> **PROMPT**
Starting at the line that contains "query | spot the metal pole" and ending at the last line of the rows below, return those lines verbatim, with both ends included.

_____

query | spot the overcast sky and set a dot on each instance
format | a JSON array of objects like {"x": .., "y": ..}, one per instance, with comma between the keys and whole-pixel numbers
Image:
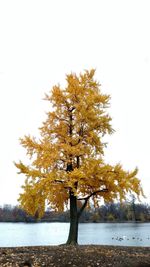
[{"x": 41, "y": 41}]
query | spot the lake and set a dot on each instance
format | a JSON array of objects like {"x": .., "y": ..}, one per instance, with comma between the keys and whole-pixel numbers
[{"x": 37, "y": 234}]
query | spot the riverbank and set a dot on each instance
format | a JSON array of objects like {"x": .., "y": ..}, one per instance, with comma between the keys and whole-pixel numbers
[{"x": 79, "y": 256}]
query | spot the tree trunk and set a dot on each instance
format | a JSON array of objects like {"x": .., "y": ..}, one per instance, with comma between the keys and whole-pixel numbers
[{"x": 73, "y": 231}]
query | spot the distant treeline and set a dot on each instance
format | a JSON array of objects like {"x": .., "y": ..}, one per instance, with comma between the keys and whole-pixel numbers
[{"x": 114, "y": 212}]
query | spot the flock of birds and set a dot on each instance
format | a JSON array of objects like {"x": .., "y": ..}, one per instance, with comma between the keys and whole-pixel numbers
[{"x": 126, "y": 238}]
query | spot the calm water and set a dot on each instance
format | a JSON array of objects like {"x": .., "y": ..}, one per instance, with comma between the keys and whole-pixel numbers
[{"x": 30, "y": 234}]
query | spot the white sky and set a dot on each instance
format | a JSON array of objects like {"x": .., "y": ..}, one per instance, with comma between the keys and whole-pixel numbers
[{"x": 41, "y": 41}]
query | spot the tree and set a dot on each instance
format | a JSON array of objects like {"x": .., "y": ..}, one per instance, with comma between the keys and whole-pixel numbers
[{"x": 67, "y": 162}]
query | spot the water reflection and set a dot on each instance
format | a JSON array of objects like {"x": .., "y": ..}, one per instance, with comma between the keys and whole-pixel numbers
[{"x": 124, "y": 234}]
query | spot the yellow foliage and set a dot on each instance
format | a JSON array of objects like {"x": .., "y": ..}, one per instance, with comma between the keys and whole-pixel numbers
[{"x": 69, "y": 155}]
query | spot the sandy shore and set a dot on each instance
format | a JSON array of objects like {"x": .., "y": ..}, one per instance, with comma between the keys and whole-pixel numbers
[{"x": 79, "y": 256}]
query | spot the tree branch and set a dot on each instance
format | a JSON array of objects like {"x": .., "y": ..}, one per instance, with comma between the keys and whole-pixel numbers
[{"x": 86, "y": 200}]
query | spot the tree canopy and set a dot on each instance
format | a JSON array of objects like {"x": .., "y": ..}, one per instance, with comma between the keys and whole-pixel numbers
[{"x": 69, "y": 156}]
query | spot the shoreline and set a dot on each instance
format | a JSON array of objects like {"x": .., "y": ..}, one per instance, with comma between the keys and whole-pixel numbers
[{"x": 75, "y": 256}]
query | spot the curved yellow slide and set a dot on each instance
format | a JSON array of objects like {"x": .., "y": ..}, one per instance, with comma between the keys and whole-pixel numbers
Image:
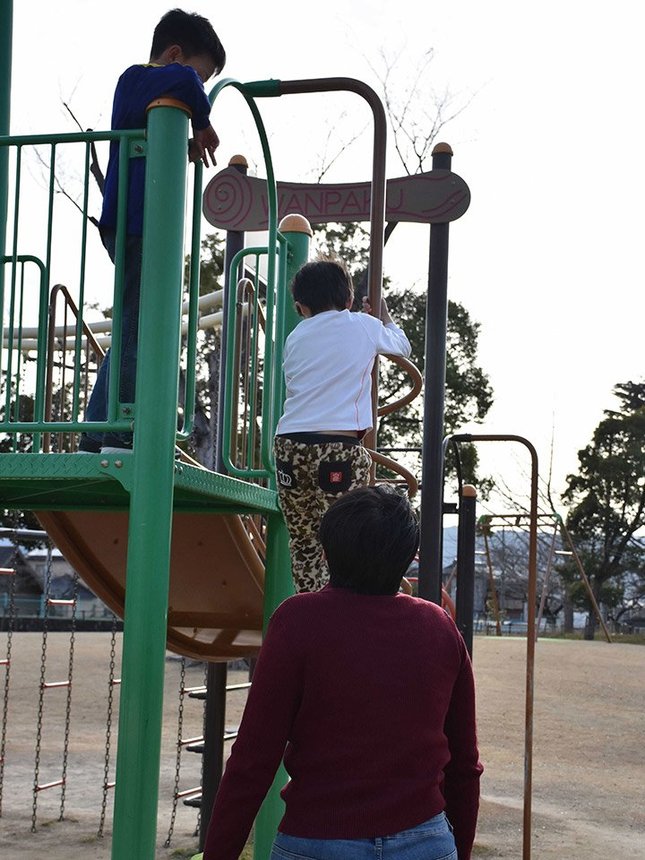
[{"x": 216, "y": 576}]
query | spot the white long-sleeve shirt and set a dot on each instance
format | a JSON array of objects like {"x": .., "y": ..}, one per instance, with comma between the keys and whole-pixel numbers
[{"x": 328, "y": 360}]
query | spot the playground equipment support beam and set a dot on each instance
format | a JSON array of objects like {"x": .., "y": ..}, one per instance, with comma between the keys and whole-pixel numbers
[
  {"x": 431, "y": 540},
  {"x": 6, "y": 37},
  {"x": 530, "y": 627},
  {"x": 466, "y": 564},
  {"x": 151, "y": 501},
  {"x": 377, "y": 198}
]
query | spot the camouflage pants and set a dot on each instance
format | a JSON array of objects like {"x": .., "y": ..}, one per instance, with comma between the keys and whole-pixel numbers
[{"x": 312, "y": 472}]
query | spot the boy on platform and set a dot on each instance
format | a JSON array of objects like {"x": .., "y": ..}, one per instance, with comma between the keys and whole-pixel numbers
[
  {"x": 328, "y": 359},
  {"x": 185, "y": 53}
]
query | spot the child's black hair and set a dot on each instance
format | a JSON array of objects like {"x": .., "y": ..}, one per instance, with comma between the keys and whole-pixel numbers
[
  {"x": 323, "y": 285},
  {"x": 193, "y": 33},
  {"x": 370, "y": 535}
]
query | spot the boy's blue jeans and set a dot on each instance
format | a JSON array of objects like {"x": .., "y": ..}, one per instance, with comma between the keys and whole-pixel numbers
[
  {"x": 432, "y": 840},
  {"x": 98, "y": 402}
]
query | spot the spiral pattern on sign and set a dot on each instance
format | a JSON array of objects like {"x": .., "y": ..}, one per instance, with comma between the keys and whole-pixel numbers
[{"x": 227, "y": 199}]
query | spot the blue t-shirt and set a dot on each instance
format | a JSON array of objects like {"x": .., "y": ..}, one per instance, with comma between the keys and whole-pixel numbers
[{"x": 138, "y": 86}]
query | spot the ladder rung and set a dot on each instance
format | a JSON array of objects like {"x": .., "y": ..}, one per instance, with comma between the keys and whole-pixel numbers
[
  {"x": 245, "y": 685},
  {"x": 195, "y": 802},
  {"x": 197, "y": 693},
  {"x": 47, "y": 785},
  {"x": 188, "y": 792}
]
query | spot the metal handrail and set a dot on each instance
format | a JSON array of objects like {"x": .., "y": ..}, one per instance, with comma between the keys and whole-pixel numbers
[{"x": 91, "y": 344}]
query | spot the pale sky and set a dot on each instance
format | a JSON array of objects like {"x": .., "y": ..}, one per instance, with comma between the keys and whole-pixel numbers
[{"x": 551, "y": 144}]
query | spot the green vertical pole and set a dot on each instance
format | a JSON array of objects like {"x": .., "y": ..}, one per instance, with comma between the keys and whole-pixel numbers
[
  {"x": 278, "y": 584},
  {"x": 151, "y": 503},
  {"x": 6, "y": 39}
]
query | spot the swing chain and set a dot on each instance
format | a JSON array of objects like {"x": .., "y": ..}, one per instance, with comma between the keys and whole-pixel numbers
[
  {"x": 180, "y": 729},
  {"x": 68, "y": 706},
  {"x": 5, "y": 704},
  {"x": 108, "y": 728},
  {"x": 41, "y": 690}
]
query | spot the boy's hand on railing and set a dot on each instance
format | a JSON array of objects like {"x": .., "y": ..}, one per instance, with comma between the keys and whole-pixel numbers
[
  {"x": 204, "y": 145},
  {"x": 384, "y": 315}
]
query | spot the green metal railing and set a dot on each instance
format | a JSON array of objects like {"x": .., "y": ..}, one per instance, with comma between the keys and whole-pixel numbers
[{"x": 29, "y": 243}]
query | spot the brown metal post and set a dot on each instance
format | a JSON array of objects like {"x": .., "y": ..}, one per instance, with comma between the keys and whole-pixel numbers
[
  {"x": 377, "y": 199},
  {"x": 530, "y": 632}
]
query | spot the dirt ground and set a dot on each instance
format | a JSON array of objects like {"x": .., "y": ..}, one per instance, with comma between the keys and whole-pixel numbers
[{"x": 589, "y": 733}]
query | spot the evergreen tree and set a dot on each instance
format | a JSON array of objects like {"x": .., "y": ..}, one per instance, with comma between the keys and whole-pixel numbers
[{"x": 607, "y": 496}]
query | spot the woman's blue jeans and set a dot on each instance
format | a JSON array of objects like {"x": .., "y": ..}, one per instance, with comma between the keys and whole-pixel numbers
[
  {"x": 97, "y": 406},
  {"x": 432, "y": 840}
]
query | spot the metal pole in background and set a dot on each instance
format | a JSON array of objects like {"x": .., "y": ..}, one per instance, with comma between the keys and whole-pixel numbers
[
  {"x": 431, "y": 540},
  {"x": 216, "y": 673},
  {"x": 277, "y": 586},
  {"x": 6, "y": 39},
  {"x": 466, "y": 564}
]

_____

> **EXERCISE ANSWER**
query | spot the metal pole in background and set a dot on each instance
format | a JSON array of objects like {"x": .., "y": ..}, one per instance, with comma between the keys and whole-pixel numbers
[
  {"x": 431, "y": 540},
  {"x": 216, "y": 673},
  {"x": 277, "y": 586},
  {"x": 6, "y": 39},
  {"x": 466, "y": 564}
]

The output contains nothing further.